- [EXERCISE BRIEF] Render the entries as a numbered list, omitting any blank lines, from the first line of the entries through the line containing "[753,0,844,126]" (both lines included).

- [GIVEN RECORDS]

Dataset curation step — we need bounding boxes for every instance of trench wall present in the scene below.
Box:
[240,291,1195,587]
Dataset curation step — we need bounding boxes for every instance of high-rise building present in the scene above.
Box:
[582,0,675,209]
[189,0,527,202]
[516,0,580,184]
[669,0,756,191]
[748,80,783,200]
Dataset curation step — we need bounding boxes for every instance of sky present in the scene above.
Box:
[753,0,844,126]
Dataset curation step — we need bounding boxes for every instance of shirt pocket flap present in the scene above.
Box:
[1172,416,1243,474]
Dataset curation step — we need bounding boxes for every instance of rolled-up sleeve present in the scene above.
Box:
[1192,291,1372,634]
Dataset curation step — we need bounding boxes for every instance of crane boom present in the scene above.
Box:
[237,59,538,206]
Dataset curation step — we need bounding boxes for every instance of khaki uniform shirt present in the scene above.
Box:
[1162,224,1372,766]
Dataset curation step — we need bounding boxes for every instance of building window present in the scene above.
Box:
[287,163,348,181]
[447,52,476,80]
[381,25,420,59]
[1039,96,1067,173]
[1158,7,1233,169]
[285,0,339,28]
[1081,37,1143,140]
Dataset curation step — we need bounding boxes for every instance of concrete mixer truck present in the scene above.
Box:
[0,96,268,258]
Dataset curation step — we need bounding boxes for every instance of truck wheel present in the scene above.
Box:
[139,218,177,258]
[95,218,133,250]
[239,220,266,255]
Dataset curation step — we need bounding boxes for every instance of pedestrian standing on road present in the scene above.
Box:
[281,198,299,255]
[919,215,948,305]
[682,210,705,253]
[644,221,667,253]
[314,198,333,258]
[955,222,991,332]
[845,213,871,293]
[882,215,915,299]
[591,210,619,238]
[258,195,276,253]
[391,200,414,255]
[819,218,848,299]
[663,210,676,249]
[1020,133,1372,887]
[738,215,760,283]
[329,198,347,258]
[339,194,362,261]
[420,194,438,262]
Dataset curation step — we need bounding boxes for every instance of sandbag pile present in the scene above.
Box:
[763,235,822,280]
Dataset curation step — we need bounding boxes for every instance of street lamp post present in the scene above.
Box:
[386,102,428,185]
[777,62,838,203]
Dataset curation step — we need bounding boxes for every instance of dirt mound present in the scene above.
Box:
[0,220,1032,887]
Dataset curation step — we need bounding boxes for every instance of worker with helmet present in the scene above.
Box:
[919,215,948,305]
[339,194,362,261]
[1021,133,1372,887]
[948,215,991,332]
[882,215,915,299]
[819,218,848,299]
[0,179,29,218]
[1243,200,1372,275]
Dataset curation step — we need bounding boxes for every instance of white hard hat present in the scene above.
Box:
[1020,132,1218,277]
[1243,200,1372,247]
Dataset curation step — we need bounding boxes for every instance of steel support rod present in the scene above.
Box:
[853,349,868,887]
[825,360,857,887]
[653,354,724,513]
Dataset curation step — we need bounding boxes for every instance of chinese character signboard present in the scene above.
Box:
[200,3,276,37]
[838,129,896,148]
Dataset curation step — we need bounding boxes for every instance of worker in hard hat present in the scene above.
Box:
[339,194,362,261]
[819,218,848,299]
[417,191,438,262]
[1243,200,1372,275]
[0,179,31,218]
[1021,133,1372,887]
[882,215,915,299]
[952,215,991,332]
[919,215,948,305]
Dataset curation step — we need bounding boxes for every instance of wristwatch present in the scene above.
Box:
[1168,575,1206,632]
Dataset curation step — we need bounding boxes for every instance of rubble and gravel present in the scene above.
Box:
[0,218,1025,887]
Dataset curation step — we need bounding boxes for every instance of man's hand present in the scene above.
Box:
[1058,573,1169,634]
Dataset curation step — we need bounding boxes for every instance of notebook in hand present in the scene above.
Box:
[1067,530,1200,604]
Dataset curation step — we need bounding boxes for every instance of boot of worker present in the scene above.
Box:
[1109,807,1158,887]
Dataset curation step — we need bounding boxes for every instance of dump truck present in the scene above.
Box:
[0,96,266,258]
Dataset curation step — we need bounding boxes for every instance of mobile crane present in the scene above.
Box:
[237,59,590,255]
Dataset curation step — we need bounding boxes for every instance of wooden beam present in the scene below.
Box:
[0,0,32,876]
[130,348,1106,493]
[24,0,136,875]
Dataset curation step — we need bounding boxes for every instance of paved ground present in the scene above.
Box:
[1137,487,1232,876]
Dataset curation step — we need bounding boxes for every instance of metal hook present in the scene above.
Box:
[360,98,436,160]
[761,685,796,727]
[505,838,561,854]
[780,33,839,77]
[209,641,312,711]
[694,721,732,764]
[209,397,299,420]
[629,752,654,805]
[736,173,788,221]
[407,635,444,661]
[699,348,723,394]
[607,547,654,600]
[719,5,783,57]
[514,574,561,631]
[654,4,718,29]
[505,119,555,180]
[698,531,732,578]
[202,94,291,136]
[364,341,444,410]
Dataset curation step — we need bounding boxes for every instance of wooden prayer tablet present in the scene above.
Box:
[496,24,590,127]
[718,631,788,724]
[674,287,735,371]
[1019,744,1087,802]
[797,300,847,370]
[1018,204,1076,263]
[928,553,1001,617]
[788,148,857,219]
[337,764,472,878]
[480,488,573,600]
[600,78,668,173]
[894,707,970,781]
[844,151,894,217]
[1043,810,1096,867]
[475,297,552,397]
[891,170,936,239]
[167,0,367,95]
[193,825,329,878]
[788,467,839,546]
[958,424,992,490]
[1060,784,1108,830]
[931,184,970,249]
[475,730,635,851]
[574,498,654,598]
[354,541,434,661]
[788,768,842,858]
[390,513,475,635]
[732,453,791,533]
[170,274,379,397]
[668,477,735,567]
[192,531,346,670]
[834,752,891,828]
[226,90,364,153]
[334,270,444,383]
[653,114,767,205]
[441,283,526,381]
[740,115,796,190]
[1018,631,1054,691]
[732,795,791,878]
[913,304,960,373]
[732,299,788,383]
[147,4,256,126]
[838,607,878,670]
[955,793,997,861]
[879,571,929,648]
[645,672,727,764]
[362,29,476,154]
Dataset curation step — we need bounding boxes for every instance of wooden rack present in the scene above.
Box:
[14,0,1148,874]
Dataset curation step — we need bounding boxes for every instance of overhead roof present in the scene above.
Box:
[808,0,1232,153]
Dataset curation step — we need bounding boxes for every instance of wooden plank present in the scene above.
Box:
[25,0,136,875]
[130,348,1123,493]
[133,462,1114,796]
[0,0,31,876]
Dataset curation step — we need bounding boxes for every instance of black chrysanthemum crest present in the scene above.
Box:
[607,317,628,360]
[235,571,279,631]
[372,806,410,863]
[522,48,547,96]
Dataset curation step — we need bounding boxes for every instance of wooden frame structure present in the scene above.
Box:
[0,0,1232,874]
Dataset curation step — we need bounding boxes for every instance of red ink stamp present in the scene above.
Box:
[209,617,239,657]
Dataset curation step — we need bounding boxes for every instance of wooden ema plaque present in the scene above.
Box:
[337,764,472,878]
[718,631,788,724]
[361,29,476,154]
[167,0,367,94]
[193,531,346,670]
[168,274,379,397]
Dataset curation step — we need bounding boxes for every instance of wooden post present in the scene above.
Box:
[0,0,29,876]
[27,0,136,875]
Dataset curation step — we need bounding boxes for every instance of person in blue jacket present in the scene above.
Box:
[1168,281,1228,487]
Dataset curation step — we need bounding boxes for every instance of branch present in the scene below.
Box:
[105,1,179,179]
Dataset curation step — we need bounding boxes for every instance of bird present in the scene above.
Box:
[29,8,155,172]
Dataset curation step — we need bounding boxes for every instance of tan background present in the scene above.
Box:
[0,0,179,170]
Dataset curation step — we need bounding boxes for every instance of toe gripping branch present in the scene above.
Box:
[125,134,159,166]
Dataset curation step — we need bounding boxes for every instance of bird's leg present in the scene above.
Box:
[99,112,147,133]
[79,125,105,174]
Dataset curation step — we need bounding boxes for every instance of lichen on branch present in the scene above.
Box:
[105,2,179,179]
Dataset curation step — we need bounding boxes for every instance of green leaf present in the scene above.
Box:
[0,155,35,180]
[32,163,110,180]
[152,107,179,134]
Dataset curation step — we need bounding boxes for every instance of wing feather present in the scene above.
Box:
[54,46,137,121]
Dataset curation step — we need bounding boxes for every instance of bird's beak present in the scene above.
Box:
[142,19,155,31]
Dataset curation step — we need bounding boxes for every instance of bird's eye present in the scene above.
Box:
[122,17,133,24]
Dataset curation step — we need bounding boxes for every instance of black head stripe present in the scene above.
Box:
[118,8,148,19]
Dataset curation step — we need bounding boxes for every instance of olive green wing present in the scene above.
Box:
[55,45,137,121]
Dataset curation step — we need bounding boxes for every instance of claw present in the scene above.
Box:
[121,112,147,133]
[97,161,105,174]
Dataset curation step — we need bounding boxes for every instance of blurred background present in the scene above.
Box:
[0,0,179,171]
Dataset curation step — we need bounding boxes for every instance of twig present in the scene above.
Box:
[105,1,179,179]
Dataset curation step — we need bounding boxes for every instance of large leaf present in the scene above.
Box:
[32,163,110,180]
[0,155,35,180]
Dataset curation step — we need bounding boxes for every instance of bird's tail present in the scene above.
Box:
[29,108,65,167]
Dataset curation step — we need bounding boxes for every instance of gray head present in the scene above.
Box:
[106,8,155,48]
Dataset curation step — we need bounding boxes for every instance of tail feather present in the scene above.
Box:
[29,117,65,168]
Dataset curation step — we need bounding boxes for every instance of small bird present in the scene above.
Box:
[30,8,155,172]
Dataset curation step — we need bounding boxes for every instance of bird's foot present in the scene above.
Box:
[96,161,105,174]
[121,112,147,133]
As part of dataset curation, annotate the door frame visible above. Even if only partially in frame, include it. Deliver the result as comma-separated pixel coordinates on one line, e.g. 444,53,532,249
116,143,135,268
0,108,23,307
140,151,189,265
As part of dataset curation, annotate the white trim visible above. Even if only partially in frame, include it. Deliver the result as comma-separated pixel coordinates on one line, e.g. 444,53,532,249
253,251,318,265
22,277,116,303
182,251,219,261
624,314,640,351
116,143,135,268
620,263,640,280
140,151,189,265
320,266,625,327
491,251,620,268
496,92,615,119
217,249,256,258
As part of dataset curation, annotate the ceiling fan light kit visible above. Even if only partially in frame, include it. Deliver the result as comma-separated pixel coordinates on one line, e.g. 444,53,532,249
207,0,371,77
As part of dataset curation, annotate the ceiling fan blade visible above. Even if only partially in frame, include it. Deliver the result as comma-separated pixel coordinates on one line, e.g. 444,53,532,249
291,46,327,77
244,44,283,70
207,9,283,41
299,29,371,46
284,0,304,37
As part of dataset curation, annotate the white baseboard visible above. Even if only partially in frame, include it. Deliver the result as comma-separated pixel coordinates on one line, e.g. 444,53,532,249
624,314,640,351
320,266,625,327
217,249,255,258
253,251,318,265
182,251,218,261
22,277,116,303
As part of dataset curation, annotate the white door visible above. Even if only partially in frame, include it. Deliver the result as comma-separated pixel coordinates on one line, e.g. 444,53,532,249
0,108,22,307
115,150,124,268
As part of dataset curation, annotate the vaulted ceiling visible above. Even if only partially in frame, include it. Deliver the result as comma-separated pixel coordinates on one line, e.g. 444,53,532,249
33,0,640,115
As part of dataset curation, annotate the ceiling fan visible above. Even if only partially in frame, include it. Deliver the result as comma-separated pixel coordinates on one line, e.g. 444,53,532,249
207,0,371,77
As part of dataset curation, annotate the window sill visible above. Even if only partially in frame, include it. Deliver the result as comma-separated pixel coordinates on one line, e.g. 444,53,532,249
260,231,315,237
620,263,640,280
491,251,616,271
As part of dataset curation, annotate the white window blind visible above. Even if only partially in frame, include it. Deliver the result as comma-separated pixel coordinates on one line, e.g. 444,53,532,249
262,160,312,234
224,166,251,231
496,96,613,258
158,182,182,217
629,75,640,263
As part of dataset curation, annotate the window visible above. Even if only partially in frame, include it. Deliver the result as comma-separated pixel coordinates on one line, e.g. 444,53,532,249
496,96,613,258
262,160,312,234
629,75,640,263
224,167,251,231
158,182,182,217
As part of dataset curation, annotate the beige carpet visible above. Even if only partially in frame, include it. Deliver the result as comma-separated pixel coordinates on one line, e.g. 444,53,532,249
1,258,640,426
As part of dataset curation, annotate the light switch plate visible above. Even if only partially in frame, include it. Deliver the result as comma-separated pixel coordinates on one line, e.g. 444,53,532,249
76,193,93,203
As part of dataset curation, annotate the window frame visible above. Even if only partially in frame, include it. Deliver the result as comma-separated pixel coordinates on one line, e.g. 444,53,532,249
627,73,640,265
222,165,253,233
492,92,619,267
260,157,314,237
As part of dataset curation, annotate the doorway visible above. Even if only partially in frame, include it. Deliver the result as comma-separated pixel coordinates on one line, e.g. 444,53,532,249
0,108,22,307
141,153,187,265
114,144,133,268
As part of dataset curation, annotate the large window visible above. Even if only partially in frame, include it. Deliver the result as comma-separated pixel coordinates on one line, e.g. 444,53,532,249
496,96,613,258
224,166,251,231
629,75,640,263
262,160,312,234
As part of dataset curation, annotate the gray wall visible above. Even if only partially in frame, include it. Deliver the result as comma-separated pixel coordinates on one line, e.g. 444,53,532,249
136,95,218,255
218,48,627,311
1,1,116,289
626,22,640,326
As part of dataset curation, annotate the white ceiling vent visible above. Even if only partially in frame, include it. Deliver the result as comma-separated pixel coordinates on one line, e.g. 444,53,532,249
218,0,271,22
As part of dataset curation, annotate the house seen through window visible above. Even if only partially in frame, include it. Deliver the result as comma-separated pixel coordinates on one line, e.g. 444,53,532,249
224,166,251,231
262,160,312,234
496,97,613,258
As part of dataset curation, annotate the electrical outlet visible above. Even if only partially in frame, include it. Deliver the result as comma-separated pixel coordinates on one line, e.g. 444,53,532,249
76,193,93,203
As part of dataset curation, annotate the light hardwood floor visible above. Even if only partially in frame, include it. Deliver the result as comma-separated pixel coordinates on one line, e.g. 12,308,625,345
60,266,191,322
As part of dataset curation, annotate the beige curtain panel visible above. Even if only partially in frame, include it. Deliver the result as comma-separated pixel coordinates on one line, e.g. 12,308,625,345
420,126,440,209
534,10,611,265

- [OUTPUT OF THE TASK]
1. Dataset curation step — we need bounding boxes for every instance of trench wall present in the scene below.
2. Box:
3. [240,291,1195,587]
4. Dataset curation step — we need bounding boxes for every instance of high-rise building present in the scene above.
5. Box:
6. [582,0,675,209]
7. [189,0,527,202]
8. [516,0,580,184]
9. [669,0,756,191]
10. [748,80,783,200]
11. Dataset curation step — we need bounding boxes for every instance of sky present in the scene above.
12. Box:
13. [753,0,844,126]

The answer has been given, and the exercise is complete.